** Opening DATA FOR THE TASK block **
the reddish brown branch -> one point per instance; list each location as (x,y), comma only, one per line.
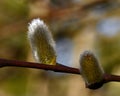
(56,68)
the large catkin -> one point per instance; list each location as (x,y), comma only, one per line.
(42,43)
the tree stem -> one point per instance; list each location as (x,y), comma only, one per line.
(56,68)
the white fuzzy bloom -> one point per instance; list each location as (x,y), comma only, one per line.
(42,43)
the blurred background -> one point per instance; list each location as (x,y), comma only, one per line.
(76,25)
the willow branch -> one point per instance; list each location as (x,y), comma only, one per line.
(56,68)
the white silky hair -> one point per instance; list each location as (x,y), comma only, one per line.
(41,41)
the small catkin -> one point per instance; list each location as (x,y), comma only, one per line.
(91,70)
(42,43)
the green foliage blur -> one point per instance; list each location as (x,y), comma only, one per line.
(68,21)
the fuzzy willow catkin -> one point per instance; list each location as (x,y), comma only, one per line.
(42,43)
(91,70)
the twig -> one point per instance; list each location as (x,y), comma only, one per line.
(56,68)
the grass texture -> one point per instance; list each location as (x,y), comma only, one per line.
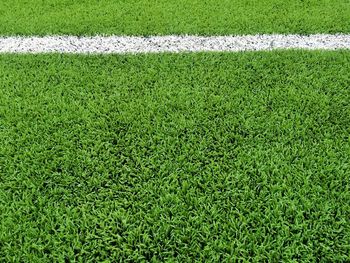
(159,17)
(208,157)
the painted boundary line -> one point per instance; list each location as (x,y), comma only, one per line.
(174,44)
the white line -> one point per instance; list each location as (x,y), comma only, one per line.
(174,44)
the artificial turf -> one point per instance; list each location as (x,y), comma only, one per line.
(160,17)
(175,157)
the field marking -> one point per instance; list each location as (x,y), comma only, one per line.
(173,44)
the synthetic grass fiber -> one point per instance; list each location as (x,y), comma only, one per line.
(164,17)
(208,157)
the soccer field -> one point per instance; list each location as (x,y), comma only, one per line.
(207,157)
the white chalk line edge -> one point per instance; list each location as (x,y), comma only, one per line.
(171,43)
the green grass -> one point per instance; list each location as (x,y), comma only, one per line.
(186,157)
(159,17)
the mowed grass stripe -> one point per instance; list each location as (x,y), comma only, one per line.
(208,157)
(157,44)
(163,17)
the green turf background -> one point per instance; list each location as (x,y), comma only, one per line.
(175,157)
(159,17)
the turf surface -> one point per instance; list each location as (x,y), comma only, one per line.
(175,157)
(159,17)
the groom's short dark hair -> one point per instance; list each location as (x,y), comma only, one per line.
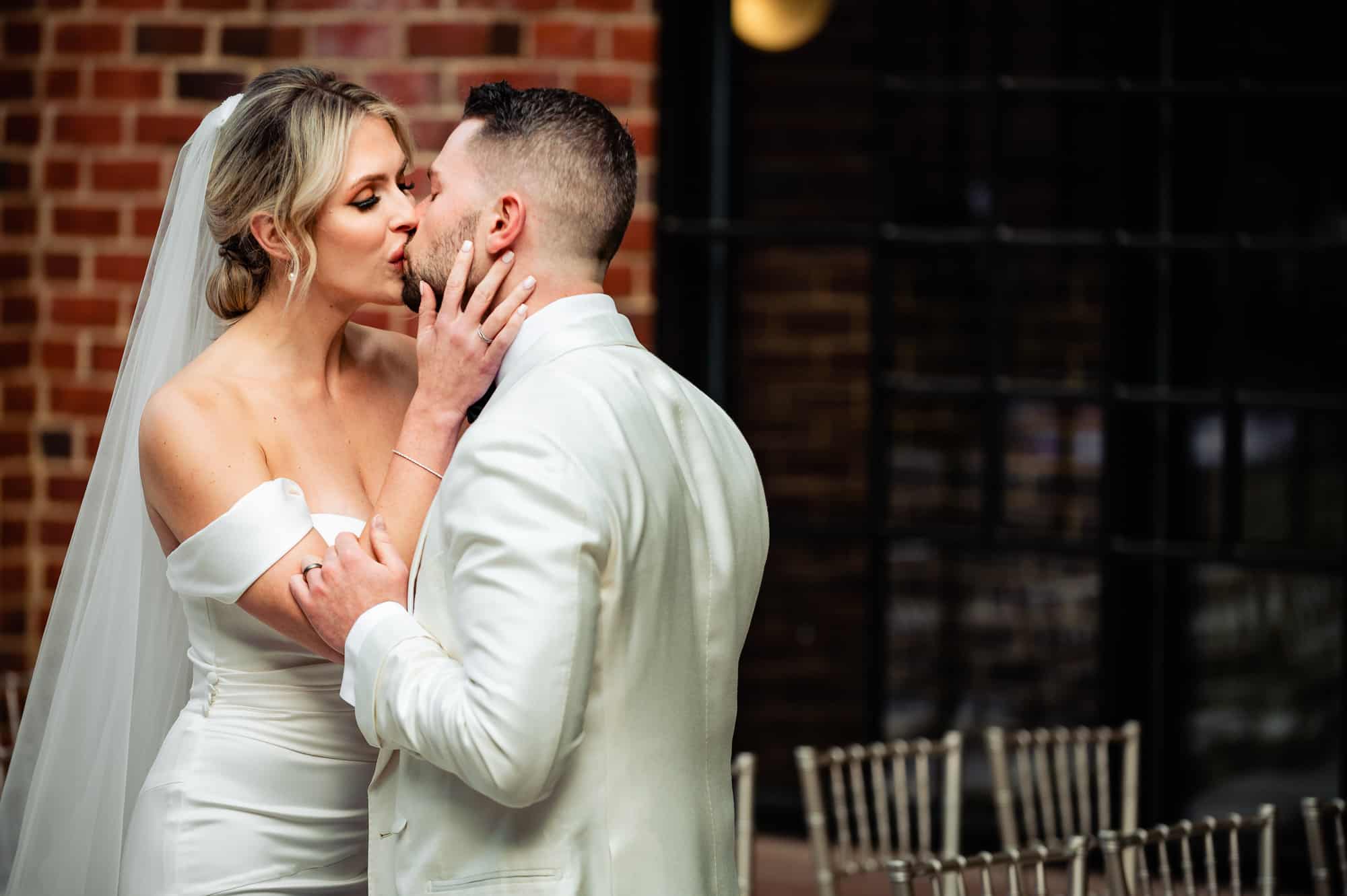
(573,144)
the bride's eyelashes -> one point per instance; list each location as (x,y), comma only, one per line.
(366,205)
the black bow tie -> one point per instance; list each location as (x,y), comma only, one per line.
(476,409)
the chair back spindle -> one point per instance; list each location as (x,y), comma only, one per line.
(882,798)
(1318,815)
(949,876)
(1183,836)
(1051,785)
(744,770)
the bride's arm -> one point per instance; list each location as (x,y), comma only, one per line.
(453,373)
(196,463)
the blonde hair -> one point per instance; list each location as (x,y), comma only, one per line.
(282,152)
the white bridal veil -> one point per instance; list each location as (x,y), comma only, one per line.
(114,672)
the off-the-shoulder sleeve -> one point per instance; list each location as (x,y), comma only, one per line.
(230,555)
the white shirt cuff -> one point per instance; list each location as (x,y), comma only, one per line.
(356,637)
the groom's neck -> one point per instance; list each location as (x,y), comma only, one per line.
(553,283)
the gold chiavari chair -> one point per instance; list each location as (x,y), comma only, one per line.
(1319,815)
(948,876)
(1051,765)
(875,801)
(744,767)
(15,687)
(1162,840)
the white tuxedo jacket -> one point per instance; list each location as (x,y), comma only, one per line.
(556,715)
** Closing DATA FOR THE TASK block **
WORK TASK:
The preceding listing is to be restated word for word, with every picture omitted.

SOLVED EXERCISE:
the reddish brown branch -> one point per instance; list each location as (x,y), comma only, one per line.
(56,68)
the large catkin -> one point per instance; list each location as (x,y), comma only, one per line.
(42,43)
the tree stem -> one point per instance; list each location as (x,y), comma only, one per line.
(56,68)
the white fuzzy bloom -> one point per instance; list each location as (x,y), comma only, one per line.
(42,43)
the blurred background -> one point per instance; list each location as (x,y), comma only, one per line.
(76,25)
the willow branch -> one point per instance; list each location as (x,y), comma only, one per line.
(56,68)
the white silky hair -> one point per instance; list each location as (x,y), comma only, one per line.
(41,41)
the small catkin -> one point per instance; list each location as (x,y), comma only, one per line.
(91,70)
(42,43)
the green foliage blur -> one point per instance; list each location as (x,y), comma only, one per line.
(68,21)
the fuzzy willow catkin -> one point per instance; list each location as (x,y), comma only, one per line.
(42,43)
(91,70)
the twig -> one point per instance; list each location as (x,y), comma only, one per line.
(56,68)
the grass texture -> one point per instance; list each location as (x,y), comma only, one per line.
(159,17)
(208,157)
the painted boundary line -> one point per instance; list each location as (x,y), comma only, one per line.
(174,44)
the white line -> one point per instance; list each location as (x,y), comma only, one per line.
(174,44)
the artificial turf -> one point per instance; list each location as (x,y), comma only, one per line.
(160,17)
(175,157)
the field marking -> one point per instance; list each location as (x,y), comma only, one per line.
(173,44)
the synthetic grass fiber -> one point per instance; list each location as (x,y), comma only, one per line.
(164,17)
(208,157)
the soccer field -> one point per instance; list each location as (x,y), comma only, one per line.
(207,157)
the white chalk line edge -> one point per instance; list each location as (x,y), comma only, one per line.
(171,43)
the green grass -> one point per instance; list each location as (x,y), comma only, one per line.
(186,157)
(159,17)
the mowed grass stripe -> one point per instance; list each location as (x,y), comma only, one per line.
(208,157)
(157,44)
(163,17)
the green turf background -> one point per instance; list each location as (x,y), comma only, one per line.
(175,157)
(159,17)
the turf surface -> one point per instance; list each location as (x,y), comma only, one per line.
(175,157)
(159,17)
the groom's short dark hair -> one point per instance; list each location as (x,y), comma only, one per line.
(573,144)
the bride's eyelashes -> one point per instance; list each location as (x,y), comma only, one per line.
(366,205)
the black bow tie -> one point per instance; list each location as (x,y), comma only, one per line.
(476,409)
the chair back spindle -> one point per instance; list each location as (x,y), comma only, one per line.
(882,798)
(1318,815)
(949,876)
(1183,836)
(1051,785)
(744,770)
the bride's arm -> one point per instance; list each location as (x,y), comma only, one per line.
(453,373)
(196,463)
the blonde hair -> one point per instance; list each location as (x,y), comma only, one per line.
(282,152)
the white bridal veil -> one point per instance; list each location as (x,y), comma only, one per line.
(114,672)
the off-the-shoulder sleeve -> one point per instance; list each location as (x,y), comma only, one per line.
(230,555)
the white shirt cuff -> one point per instance; list each location as (x,y), comma only, one per line.
(356,637)
the groom's neck -> one point per instance; list each location as (x,y), comma only, one per line.
(553,283)
the gold chiavari chair -> one point per instance; list each location as (x,y), comma only, one per line.
(1319,815)
(948,876)
(1051,765)
(875,801)
(744,767)
(15,687)
(1162,840)
the white tuxedo jacket -> one point per instance; list each location as (x,y), comma only, one per line.
(556,715)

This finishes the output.